[Passage given]:
Begin

- Born: Herbert Supowitz July 15, 1923 Philadelphia, Pennsylvania, U.S.
- Died: May 6, 2005 (aged 81) New York City, New York, U.S.
- Education: UCLA
- Occupation: Television writer and producer, screenwriter
- Spouses: ; Zalotta Rosenberg ​ ​(m. 1946; ann. 1947)​ ; Geraldine Brooks ​ ​(m. 1958; div. 1961)​ ; Norma Crane ​ ​(m. 1961, divorced)​ ; Katherine LeGrand Council Mellon ​ ​(m. 1991)​
- Relatives: Alvin Sargent (brother)
- Allegiance: United States
- Branch: U.S. Army Air Forces
- Unit: Air Transport Command
- Conflict: World War II Pacific Theater

= Herb Sargent =

American screenwriter (1923–2005)

Herbert Sargent (born Supowitz; July 15, 1923 – May 6, 2005) was an American television writer, a producer for such comedy shows as The Tonight Show and Saturday Night Live, and a screenwriter (Bye Bye Braverman). During his tenure at Saturday Night Live, he and Chevy Chase created Weekend Update, the longest-running sketch in the show's history, and one of the longest-running sketches on television.

==Biography==
He was born Herbert Supowitz in Philadelphia on July 15, 1923. He was the older brother of Academy Award-winning screenwriter Alvin Sargent. Raised in Upper Darby Township, Pennsylvania, he studied architecture at Penn State University before serving with the United States Army Air Forces Air Transport Command in the Pacific Theater during World War II. He moved to Los Angeles and graduated from UCLA.

End

[Dataset excerpt]
Begin

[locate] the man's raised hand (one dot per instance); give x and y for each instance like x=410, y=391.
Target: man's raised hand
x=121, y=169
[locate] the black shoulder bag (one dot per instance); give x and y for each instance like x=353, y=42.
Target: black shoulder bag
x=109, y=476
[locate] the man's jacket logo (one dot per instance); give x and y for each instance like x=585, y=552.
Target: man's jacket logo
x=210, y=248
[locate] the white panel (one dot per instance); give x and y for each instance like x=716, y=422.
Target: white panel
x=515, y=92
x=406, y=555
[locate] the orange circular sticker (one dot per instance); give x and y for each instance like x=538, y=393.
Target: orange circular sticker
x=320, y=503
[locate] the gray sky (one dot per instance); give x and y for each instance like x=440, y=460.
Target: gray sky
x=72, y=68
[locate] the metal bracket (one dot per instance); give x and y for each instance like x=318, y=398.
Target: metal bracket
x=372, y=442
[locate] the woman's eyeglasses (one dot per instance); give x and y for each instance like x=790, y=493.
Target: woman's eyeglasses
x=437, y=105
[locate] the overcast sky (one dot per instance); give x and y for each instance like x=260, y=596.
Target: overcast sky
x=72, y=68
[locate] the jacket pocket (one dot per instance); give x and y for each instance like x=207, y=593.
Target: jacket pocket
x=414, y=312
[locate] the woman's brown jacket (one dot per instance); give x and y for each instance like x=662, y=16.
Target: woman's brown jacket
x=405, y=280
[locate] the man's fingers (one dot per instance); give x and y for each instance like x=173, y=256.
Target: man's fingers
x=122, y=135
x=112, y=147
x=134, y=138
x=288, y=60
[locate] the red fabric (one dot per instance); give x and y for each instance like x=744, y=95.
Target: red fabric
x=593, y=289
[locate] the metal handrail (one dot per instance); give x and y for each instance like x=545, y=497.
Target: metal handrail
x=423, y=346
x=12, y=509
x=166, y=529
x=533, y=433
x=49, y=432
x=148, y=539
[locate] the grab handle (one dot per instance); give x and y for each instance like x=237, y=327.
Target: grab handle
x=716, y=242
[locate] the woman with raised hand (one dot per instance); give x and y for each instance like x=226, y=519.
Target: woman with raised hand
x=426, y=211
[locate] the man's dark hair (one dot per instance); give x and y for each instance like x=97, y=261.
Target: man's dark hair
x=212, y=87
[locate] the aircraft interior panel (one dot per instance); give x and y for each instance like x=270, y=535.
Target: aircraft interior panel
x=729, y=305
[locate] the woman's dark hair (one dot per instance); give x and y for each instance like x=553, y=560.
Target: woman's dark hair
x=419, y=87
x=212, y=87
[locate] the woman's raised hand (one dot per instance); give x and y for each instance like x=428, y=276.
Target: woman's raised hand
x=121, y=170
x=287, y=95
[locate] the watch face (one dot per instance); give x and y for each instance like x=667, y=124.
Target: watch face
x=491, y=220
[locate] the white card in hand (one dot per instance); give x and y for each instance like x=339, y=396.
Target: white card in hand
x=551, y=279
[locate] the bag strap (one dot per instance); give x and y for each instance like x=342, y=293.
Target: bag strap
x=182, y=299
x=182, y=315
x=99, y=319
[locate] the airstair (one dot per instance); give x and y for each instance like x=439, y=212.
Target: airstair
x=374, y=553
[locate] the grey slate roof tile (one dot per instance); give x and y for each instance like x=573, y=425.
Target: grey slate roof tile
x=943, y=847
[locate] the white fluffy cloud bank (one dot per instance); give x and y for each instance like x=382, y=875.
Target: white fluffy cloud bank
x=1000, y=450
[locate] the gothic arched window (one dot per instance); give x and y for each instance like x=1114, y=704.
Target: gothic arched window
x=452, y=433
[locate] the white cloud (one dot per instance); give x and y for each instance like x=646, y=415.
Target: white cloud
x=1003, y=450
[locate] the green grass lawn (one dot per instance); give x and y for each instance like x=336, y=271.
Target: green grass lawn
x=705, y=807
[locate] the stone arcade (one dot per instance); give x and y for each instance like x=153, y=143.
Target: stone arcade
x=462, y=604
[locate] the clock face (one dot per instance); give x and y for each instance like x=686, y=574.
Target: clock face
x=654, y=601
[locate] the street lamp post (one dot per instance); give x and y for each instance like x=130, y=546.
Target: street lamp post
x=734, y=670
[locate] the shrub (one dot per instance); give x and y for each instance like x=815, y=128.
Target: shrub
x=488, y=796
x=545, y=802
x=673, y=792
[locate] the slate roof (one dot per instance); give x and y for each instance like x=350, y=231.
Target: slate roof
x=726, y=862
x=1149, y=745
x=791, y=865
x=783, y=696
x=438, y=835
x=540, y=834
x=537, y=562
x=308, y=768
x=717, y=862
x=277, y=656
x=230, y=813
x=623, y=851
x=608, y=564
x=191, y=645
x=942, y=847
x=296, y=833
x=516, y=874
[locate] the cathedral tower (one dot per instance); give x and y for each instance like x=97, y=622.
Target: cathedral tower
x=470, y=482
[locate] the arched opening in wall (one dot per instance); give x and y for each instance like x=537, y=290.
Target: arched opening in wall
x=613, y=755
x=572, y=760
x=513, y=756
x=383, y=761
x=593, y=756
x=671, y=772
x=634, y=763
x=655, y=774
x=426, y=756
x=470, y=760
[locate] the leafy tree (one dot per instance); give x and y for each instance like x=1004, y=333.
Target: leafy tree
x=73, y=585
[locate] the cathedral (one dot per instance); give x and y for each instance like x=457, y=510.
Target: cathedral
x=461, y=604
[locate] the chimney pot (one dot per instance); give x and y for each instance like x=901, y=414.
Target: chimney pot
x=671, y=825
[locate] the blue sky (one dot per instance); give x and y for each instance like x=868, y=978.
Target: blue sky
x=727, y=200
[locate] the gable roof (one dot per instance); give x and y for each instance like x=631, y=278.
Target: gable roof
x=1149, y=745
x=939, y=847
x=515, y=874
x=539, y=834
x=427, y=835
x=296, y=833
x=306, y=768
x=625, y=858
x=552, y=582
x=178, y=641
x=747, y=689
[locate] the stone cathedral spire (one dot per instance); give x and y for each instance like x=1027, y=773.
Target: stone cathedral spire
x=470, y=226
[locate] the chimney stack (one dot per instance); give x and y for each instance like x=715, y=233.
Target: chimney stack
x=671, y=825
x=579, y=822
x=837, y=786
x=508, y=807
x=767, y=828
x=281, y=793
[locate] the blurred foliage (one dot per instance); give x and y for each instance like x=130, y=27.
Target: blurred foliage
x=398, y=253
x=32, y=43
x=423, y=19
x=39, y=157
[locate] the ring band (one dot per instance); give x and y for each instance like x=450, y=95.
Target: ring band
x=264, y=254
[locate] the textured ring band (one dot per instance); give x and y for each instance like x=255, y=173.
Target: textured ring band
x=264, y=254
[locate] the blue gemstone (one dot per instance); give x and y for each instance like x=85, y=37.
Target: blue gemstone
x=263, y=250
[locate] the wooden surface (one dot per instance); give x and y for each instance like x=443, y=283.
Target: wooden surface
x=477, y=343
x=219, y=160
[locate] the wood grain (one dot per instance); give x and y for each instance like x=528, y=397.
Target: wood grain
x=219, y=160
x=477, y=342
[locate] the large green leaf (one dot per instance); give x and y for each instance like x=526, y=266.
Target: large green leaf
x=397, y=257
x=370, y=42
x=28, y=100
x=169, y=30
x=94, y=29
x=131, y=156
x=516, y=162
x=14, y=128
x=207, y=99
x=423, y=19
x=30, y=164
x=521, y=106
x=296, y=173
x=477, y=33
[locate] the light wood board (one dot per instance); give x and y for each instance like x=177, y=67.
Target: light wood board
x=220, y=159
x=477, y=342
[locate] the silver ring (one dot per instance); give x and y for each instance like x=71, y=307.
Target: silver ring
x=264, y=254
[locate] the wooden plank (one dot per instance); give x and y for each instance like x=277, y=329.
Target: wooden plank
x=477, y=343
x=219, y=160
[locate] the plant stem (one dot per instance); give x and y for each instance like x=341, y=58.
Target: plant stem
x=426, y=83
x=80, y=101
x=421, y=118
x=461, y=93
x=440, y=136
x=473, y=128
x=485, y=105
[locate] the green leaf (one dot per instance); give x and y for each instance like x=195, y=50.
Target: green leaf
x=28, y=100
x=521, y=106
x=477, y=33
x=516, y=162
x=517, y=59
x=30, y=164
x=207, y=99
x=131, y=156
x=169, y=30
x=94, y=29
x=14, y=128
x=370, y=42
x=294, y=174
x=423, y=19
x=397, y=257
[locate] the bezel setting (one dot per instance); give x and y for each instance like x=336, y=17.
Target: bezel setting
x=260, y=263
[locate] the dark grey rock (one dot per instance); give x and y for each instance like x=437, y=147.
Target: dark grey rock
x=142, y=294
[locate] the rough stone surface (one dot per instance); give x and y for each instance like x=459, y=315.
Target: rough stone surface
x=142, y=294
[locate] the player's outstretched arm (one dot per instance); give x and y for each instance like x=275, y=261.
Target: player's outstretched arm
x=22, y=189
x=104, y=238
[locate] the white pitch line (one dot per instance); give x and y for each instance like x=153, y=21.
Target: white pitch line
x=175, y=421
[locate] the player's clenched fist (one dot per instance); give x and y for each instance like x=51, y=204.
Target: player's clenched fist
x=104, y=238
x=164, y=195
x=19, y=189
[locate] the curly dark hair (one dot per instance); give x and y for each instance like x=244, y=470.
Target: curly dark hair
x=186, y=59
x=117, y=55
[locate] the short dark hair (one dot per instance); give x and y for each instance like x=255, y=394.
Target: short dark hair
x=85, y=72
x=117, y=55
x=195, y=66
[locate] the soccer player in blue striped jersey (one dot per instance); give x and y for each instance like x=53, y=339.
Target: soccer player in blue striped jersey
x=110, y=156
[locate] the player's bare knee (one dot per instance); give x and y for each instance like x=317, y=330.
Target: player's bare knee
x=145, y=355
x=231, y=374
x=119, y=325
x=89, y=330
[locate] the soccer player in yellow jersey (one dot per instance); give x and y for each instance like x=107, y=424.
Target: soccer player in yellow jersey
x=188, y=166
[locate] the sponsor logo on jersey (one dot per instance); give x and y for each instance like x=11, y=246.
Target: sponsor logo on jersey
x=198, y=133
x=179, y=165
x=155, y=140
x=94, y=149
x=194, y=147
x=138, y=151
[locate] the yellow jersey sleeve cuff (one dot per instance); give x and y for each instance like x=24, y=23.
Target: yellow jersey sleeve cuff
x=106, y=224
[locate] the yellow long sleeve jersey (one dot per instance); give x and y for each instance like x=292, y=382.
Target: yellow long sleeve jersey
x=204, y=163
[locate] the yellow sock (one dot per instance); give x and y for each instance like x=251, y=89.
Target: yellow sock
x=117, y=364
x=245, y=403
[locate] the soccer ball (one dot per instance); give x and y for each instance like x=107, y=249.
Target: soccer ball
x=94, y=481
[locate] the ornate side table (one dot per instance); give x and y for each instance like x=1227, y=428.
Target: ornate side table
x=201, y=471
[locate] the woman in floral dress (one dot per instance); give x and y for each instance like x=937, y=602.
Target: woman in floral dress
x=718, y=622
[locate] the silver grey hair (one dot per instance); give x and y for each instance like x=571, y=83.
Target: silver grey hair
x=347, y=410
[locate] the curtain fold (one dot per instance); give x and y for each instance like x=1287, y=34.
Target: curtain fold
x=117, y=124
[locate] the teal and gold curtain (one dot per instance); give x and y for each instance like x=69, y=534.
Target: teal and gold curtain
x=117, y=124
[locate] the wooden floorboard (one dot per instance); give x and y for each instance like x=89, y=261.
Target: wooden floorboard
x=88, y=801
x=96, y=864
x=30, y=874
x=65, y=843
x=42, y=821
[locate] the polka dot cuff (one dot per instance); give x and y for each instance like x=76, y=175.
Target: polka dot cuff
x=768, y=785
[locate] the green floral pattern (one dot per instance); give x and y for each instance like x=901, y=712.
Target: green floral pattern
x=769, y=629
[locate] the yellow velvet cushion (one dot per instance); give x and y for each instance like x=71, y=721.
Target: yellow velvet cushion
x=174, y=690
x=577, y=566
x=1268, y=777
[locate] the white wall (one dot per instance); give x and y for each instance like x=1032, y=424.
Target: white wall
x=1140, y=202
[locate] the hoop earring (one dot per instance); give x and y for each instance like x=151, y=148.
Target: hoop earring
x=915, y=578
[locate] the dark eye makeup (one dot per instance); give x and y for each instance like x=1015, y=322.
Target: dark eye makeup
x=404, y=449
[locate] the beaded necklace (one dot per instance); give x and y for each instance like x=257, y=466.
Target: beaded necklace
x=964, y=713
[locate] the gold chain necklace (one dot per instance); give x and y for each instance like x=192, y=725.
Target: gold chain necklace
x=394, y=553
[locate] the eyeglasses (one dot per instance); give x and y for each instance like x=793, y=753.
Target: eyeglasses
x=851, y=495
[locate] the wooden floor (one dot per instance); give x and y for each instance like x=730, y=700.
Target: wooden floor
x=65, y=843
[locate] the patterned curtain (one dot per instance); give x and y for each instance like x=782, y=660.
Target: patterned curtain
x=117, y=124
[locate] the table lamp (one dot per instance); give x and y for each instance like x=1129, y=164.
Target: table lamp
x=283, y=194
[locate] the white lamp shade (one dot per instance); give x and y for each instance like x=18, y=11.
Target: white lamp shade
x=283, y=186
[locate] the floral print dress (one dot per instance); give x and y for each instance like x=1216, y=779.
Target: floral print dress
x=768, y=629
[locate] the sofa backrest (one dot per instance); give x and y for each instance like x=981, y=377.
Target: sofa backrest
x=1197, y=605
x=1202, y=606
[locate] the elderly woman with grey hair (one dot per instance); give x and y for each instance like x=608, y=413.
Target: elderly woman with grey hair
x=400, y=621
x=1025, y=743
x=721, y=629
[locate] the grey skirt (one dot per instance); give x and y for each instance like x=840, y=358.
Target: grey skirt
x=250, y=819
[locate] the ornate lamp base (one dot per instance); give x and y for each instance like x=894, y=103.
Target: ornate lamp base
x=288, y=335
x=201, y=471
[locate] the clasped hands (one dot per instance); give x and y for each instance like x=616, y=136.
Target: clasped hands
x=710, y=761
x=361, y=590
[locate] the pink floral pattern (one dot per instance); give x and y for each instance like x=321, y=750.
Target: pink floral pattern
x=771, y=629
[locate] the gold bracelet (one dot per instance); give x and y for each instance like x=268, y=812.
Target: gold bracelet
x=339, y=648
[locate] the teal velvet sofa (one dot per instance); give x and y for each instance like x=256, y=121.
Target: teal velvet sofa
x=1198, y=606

End

[Tasks to carry out]:
1: From the Herb Sargent biography, return the part that opens with the words containing "- Allegiance: United" and closes with "sketches on television.".
2: Resume the Herb Sargent biography from the point where it stops.
The records have no connection to the biography of Herb Sargent.

[Written responses]:
1:
- Allegiance: United States
- Branch: U.S. Army Air Forces
- Unit: Air Transport Command
- Conflict: World War II Pacific Theater

= Herb Sargent =

American screenwriter (1923–2005)

Herbert Sargent (born Supowitz; July 15, 1923 – May 6, 2005) was an American television writer, a producer for such comedy shows as The Tonight Show and Saturday Night Live, and a screenwriter (Bye Bye Braverman). During his tenure at Saturday Night Live, he and Chevy Chase created Weekend Update, the longest-running sketch in the show's history, and one of the longest-running sketches on television.

2:
Sargent then moved to New York City and began his career in radio. Moving to television, he was one of the writers for the much-acclaimed Steve Allen Show (on NBC from 1956 to 1960). He later helped develop television specials for Petula Clark, Perry Como, Bing Crosby, Alan King, Milton Berle, Sammy Davis Jr., Lily Tomlin, Paul McCartney, Anne Bancroft, and Burt Bacharach. In 1975, Sargent was hired as one of original writers on Saturday Night Live, co-created Weekend Update with Chevy Chase and Al Franken, and was the one who coined the term "The Not Ready for Prime Time Players" (the Cast's title for the first 3 seasons).

Sargent was married four times.

His first marriage was in late 1946 or early 1947 to Zalotta Rosenberg. The marriage was annulled in October 1947.

His second marriage was in 1958 to Geraldine Brooks; the couple divorced in 1961.

Later that year he married actress Norma Crane, but they had divorced by the time she died in 1973.

His last marriage was to Katherine LeGrand Council Mellon in 1991; they remained together until his death in 2005.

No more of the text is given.